» **Your objective**
Print every one of the records below verbatim, keeping each line unchanged.

» **Task material**
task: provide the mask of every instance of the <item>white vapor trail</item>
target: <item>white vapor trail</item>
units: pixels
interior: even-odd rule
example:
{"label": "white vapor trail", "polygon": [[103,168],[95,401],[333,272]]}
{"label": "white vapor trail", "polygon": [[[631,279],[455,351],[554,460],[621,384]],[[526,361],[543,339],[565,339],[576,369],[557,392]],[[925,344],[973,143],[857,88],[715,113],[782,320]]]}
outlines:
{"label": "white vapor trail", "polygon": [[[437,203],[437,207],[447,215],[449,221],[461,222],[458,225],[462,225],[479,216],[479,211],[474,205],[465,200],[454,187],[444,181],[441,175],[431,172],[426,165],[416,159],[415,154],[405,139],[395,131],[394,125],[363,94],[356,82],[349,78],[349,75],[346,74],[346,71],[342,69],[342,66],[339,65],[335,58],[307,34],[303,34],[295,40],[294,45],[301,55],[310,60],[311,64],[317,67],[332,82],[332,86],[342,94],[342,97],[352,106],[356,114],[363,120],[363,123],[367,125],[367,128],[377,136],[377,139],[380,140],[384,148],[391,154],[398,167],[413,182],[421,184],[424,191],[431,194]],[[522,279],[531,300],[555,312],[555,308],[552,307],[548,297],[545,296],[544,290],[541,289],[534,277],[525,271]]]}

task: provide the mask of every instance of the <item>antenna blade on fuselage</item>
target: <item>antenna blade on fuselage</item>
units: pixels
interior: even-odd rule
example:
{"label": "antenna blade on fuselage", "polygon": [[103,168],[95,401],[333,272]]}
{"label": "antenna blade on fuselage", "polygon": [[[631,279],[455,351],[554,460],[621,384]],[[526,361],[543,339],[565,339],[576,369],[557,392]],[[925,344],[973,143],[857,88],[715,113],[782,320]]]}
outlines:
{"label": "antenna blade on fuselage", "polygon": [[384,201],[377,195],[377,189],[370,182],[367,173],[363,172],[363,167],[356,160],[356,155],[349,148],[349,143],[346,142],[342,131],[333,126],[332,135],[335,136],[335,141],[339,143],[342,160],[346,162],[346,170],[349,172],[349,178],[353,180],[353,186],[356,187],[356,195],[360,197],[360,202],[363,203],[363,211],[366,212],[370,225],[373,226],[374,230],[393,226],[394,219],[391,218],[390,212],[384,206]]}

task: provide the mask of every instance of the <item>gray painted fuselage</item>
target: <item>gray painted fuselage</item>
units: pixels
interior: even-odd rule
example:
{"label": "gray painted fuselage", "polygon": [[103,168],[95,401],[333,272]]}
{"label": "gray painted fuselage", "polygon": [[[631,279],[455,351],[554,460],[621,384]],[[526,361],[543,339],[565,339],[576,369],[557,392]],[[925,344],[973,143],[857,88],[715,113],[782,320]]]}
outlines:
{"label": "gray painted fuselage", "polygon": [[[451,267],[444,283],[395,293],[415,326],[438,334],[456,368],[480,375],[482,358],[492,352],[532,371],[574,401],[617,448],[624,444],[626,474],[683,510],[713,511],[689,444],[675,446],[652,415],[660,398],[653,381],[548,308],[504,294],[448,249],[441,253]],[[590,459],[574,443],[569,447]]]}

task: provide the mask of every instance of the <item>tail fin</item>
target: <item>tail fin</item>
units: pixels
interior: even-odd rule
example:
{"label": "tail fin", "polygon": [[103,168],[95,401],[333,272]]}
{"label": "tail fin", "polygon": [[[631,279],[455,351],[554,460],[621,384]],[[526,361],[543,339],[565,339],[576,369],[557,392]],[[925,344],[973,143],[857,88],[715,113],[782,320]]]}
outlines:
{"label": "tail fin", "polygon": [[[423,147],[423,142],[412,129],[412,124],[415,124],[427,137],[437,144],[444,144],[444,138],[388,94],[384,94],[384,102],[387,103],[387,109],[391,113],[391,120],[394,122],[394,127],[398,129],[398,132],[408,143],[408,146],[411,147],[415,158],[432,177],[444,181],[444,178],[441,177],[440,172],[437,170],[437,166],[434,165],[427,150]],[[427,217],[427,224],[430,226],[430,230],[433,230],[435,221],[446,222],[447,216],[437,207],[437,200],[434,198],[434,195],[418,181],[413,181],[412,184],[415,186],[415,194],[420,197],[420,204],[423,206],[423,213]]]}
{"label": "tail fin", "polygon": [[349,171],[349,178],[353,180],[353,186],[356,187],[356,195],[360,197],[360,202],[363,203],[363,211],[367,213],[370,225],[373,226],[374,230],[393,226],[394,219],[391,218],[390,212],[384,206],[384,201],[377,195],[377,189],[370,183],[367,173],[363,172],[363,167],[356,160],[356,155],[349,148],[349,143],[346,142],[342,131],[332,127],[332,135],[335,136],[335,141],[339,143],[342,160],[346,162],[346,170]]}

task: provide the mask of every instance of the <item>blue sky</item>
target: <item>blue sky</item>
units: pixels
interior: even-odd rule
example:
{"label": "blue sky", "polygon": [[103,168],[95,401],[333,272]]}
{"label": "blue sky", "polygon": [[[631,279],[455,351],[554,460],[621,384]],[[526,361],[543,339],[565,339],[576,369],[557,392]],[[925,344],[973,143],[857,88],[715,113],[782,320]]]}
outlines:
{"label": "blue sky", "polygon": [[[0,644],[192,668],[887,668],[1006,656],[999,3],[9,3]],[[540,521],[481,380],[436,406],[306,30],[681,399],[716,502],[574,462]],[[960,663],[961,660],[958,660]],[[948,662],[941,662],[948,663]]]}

» **Full response**
task: provide the mask of every instance of the <item>white vapor trail</item>
target: <item>white vapor trail</item>
units: pixels
interior: even-odd rule
example:
{"label": "white vapor trail", "polygon": [[103,168],[95,401],[333,272]]}
{"label": "white vapor trail", "polygon": [[[631,279],[455,351],[554,460],[621,384]],[[526,361],[543,339],[565,339],[576,369],[557,392]],[[925,344],[973,143],[857,88],[715,113],[782,320]]]}
outlines:
{"label": "white vapor trail", "polygon": [[[437,203],[437,207],[447,215],[449,221],[461,222],[458,225],[462,225],[479,216],[479,211],[474,205],[465,200],[454,187],[444,181],[441,175],[431,172],[426,165],[416,159],[415,154],[405,139],[395,131],[394,125],[363,94],[356,82],[349,78],[349,75],[346,74],[346,71],[342,69],[342,66],[339,65],[335,58],[307,34],[303,34],[295,40],[294,45],[301,55],[310,60],[311,64],[317,67],[332,82],[332,86],[342,94],[342,97],[352,106],[356,114],[363,120],[363,123],[367,125],[367,128],[377,136],[377,139],[380,140],[384,148],[391,154],[398,167],[413,182],[421,184],[424,191],[431,194]],[[522,279],[531,300],[555,312],[555,308],[552,307],[548,297],[545,296],[544,290],[541,289],[534,277],[525,271]]]}

task: provide the mask of every instance of the <item>antenna blade on fuselage</item>
target: <item>antenna blade on fuselage</item>
units: pixels
interior: even-odd rule
example:
{"label": "antenna blade on fuselage", "polygon": [[103,168],[95,401],[333,272]]}
{"label": "antenna blade on fuselage", "polygon": [[[631,279],[455,351],[554,460],[621,384]],[[526,361],[543,339],[565,339],[576,369],[557,392]],[[925,344],[973,143],[857,88],[715,113],[782,320]]]}
outlines:
{"label": "antenna blade on fuselage", "polygon": [[384,201],[377,195],[377,189],[370,182],[367,173],[363,172],[363,167],[356,160],[356,155],[349,148],[349,143],[346,142],[342,131],[333,126],[332,135],[335,136],[335,141],[339,143],[342,160],[346,162],[346,170],[349,172],[349,178],[353,180],[353,186],[356,187],[356,195],[360,197],[360,202],[363,203],[363,211],[366,212],[370,225],[373,226],[374,230],[393,226],[394,219],[391,218],[390,212],[384,206]]}

task: provide the mask of every instance of the <item>gray painted fuselage</item>
target: <item>gray painted fuselage</item>
units: pixels
interior: even-odd rule
example:
{"label": "gray painted fuselage", "polygon": [[103,168],[95,401],[333,272]]}
{"label": "gray painted fuselage", "polygon": [[[631,279],[455,351],[554,460],[621,384]],[[526,361],[543,339],[565,339],[576,369],[557,392]],[[925,344],[973,143],[857,88],[715,113],[782,320]]]}
outlines:
{"label": "gray painted fuselage", "polygon": [[[451,267],[444,283],[395,293],[415,326],[438,334],[456,368],[480,375],[482,358],[492,352],[532,371],[574,401],[617,448],[624,444],[626,474],[683,510],[713,511],[689,444],[675,446],[652,415],[660,398],[653,381],[548,308],[504,294],[448,249],[441,253]],[[590,459],[574,443],[569,447]]]}

task: provide the mask of every instance of the <item>tail fin</item>
target: <item>tail fin</item>
units: pixels
interior: even-odd rule
example:
{"label": "tail fin", "polygon": [[103,168],[95,401],[333,272]]}
{"label": "tail fin", "polygon": [[[631,279],[455,351],[554,460],[621,384]],[[526,361],[543,339],[565,339],[576,369],[557,392]],[[925,344],[973,143],[857,88],[715,113],[782,320]]]}
outlines:
{"label": "tail fin", "polygon": [[[423,147],[423,142],[412,129],[412,124],[415,124],[427,137],[437,144],[444,144],[444,138],[388,94],[384,94],[384,102],[387,103],[387,109],[391,113],[391,120],[394,122],[394,127],[398,129],[398,132],[408,143],[408,146],[411,147],[415,158],[432,177],[444,181],[444,178],[441,177],[440,172],[437,170],[437,166],[434,165],[427,150]],[[427,217],[427,224],[430,226],[430,230],[433,230],[435,221],[446,222],[447,216],[437,207],[437,200],[434,198],[434,195],[418,181],[413,181],[412,184],[415,186],[415,194],[420,197],[420,204],[423,206],[423,213]]]}
{"label": "tail fin", "polygon": [[349,171],[349,178],[353,180],[353,186],[356,187],[356,195],[360,197],[360,202],[363,203],[363,211],[367,213],[370,225],[373,226],[374,230],[393,226],[394,219],[391,218],[390,212],[384,206],[384,201],[377,195],[377,189],[370,183],[367,173],[363,172],[363,167],[356,160],[356,155],[349,148],[349,143],[346,142],[342,131],[332,127],[332,135],[335,136],[335,141],[339,143],[342,160],[346,162],[346,170]]}

task: provide the mask of every instance of the <item>blue sky</item>
target: <item>blue sky</item>
units: pixels
interior: even-odd rule
example:
{"label": "blue sky", "polygon": [[103,168],[95,401],[333,272]]}
{"label": "blue sky", "polygon": [[[631,279],[455,351],[554,460],[621,384]],[[526,361],[543,339],[565,339],[576,369],[557,392]],[[925,344],[973,143],[857,88],[715,113],[782,320]]]}
outlines:
{"label": "blue sky", "polygon": [[[0,644],[192,668],[887,668],[1006,656],[999,3],[9,3]],[[540,521],[481,380],[436,406],[306,30],[681,399],[716,502],[574,462]],[[960,663],[961,660],[958,660]],[[948,662],[941,662],[948,663]]]}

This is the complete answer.